- _Written exercise 1_: Reproduce the portion of the advice column from "He uses them" to "to be friends.".
- _Written exercise 2_: How does the reply in the advice column define harassment?

- _Page extract_:
Platonic Disaster

Dear Caroline

I work with a group of people who seem to think that women are fair game. The office Casanova, although he is nothing to look at, sits next to me! He is constantly bothering me and I don’t like it.

He is a bit of a Teddyboy, married and has 2 kids. He has no shame, when he’s with other women and goes out of his way to be very flirty with them and charming, basically pressing all the right buttons and saying all the things women like to hear.

He uses them and then slags them off behind their backs, he has slept with at least 10 women I work with in the building and they just think it’s the done thing.

I am the only one that has not succumbed to his manipulative ways and he is getting rather nasty with me.

I’m sure that he’s doing it because I’ve no interest in him whatsoever. I just want to have a working relationship with him. I feel so depressed and my work is beginning to suffer, I just want to be friends.

Help me please what to do.

Thanks

Marie


Hi Marie

I'm sorry that you feel like this, he seems to be the workplace harasser to me and he should be stopped. If it's not acceptable to you, then it's a problem, and everyone else just goes along with it because they have too, or do they?

The definition of harassment is anything that makes you feel continuously uncomfortable, in the workplace. Even if it his ridiculous Teddy-boy look! Firstly you should tell Casanova that his advances to you are not welcome and if he doesn't stop, you will put a harassment claim against him.If this doesn't work, you have a decision to make: Either put up with it and feel miserable

Or

Submit an official complaint to your line manager,

Or

You could look for another job and get away from him and the terrible position he has put you in. If you put up with it and feel miserable, then every single day that you work with him, it will only get worse and your health and wellbeing will suffer, you will probably end up on anti-depressants and hate your life.

Dataset excerpts on object pointing:
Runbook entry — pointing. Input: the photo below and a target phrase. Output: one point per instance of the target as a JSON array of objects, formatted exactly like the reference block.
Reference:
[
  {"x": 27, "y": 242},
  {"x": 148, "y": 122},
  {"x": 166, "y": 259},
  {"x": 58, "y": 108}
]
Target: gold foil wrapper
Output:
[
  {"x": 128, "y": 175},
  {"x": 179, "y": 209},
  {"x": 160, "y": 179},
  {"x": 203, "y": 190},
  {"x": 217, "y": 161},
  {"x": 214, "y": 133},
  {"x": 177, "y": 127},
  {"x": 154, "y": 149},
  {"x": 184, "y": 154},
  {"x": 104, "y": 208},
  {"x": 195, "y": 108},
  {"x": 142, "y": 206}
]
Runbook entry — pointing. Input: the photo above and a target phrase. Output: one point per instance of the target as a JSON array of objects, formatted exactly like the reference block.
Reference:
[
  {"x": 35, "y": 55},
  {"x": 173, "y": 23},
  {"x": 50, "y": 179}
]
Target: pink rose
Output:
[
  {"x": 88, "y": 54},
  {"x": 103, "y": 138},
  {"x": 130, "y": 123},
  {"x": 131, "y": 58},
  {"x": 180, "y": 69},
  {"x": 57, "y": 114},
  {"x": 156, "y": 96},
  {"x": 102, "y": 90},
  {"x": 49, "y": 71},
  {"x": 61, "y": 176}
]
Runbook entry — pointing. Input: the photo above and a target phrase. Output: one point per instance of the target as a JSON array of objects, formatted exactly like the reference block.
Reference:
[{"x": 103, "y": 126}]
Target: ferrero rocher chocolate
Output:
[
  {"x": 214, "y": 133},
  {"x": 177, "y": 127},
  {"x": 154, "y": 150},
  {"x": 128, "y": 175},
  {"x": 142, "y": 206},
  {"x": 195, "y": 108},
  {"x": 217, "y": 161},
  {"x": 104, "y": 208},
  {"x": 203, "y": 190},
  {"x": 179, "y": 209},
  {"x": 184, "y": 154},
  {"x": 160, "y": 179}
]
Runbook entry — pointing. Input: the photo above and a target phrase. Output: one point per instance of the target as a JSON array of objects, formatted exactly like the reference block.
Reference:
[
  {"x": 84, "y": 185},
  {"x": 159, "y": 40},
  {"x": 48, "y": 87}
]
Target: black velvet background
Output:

- _Correct answer 1_:
He uses them and then slags them off behind their backs, he has slept with at least 10 women I work with in the building and they just think it’s the done thing.

I am the only one that has not succumbed to his manipulative ways and he is getting rather nasty with me.

I’m sure that he’s doing it because I’ve no interest in him whatsoever. I just want to have a working relationship with him. I feel so depressed and my work is beginning to suffer, I just want to be friends.

- _Correct answer 2_: Anything that makes you feel continuously uncomfortable in the workplace.